▶ **Task brief**
Retype the data below without altering anything.

╭─ Data section

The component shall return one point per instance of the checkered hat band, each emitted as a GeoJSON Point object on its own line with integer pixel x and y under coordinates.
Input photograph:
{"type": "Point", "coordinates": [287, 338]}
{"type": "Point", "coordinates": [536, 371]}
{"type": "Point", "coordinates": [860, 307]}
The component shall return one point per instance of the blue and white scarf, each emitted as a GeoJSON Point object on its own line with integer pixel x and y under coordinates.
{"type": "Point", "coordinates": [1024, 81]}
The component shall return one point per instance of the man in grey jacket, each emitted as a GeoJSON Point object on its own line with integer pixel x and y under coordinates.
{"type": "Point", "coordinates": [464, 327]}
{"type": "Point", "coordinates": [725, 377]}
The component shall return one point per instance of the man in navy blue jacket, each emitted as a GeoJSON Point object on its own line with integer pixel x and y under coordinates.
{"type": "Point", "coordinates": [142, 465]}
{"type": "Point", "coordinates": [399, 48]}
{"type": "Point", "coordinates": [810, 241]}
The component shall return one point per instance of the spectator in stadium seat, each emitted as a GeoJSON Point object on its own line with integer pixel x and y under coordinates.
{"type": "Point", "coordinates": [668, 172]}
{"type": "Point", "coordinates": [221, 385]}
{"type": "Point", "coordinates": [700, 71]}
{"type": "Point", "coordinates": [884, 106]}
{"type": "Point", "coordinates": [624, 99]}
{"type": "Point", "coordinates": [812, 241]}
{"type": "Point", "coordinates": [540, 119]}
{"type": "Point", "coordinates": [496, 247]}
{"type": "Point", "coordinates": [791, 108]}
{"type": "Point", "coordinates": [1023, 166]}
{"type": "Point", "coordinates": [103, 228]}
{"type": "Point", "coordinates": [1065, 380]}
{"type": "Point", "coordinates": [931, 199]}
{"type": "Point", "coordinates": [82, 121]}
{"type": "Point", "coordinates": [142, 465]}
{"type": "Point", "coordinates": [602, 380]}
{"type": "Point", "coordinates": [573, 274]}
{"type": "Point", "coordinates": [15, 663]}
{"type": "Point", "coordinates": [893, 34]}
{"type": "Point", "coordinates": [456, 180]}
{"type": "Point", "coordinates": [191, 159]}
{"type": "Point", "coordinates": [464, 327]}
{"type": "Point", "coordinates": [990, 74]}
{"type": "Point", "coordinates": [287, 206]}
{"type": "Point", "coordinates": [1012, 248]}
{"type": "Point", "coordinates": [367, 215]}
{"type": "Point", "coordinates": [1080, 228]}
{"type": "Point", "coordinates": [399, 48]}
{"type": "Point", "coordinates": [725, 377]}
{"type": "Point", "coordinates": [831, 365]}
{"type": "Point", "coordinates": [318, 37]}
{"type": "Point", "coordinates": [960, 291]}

╰─

▶ **Response area**
The component shall return one point per instance of the checkered hat band, each emitted as a GeoJSON Point object on its own line with integer pixel x and y under coordinates.
Input photograph:
{"type": "Point", "coordinates": [287, 338]}
{"type": "Point", "coordinates": [536, 371]}
{"type": "Point", "coordinates": [860, 307]}
The component shall return one point per instance of the blue and white scarf, each emitted as a GeoJSON Point object on its own line with integer pixel x and y under coordinates.
{"type": "Point", "coordinates": [1024, 81]}
The component shall return one point per instance of the man in grey jacket, each emitted as a GeoJSON Point object on its own line with integer pixel x and y under coordinates.
{"type": "Point", "coordinates": [464, 327]}
{"type": "Point", "coordinates": [725, 377]}
The component shall return one point per instance of the man in navy blue jacket, each emitted as a GeoJSON Point object on its own line with integer pixel x and y under coordinates.
{"type": "Point", "coordinates": [142, 465]}
{"type": "Point", "coordinates": [399, 48]}
{"type": "Point", "coordinates": [810, 241]}
The component shall return one point per instance of the spectator in stadium seat, each emitted as a GeoJSON Point object on its own line with integer pixel x and y under coordinates.
{"type": "Point", "coordinates": [668, 172]}
{"type": "Point", "coordinates": [221, 385]}
{"type": "Point", "coordinates": [700, 71]}
{"type": "Point", "coordinates": [884, 106]}
{"type": "Point", "coordinates": [624, 99]}
{"type": "Point", "coordinates": [812, 241]}
{"type": "Point", "coordinates": [540, 119]}
{"type": "Point", "coordinates": [496, 247]}
{"type": "Point", "coordinates": [791, 108]}
{"type": "Point", "coordinates": [1023, 166]}
{"type": "Point", "coordinates": [103, 228]}
{"type": "Point", "coordinates": [1065, 380]}
{"type": "Point", "coordinates": [931, 199]}
{"type": "Point", "coordinates": [82, 121]}
{"type": "Point", "coordinates": [142, 465]}
{"type": "Point", "coordinates": [602, 380]}
{"type": "Point", "coordinates": [573, 274]}
{"type": "Point", "coordinates": [15, 663]}
{"type": "Point", "coordinates": [893, 34]}
{"type": "Point", "coordinates": [456, 180]}
{"type": "Point", "coordinates": [191, 159]}
{"type": "Point", "coordinates": [464, 327]}
{"type": "Point", "coordinates": [990, 74]}
{"type": "Point", "coordinates": [287, 206]}
{"type": "Point", "coordinates": [1012, 248]}
{"type": "Point", "coordinates": [367, 215]}
{"type": "Point", "coordinates": [1080, 228]}
{"type": "Point", "coordinates": [399, 48]}
{"type": "Point", "coordinates": [725, 377]}
{"type": "Point", "coordinates": [831, 365]}
{"type": "Point", "coordinates": [318, 37]}
{"type": "Point", "coordinates": [960, 291]}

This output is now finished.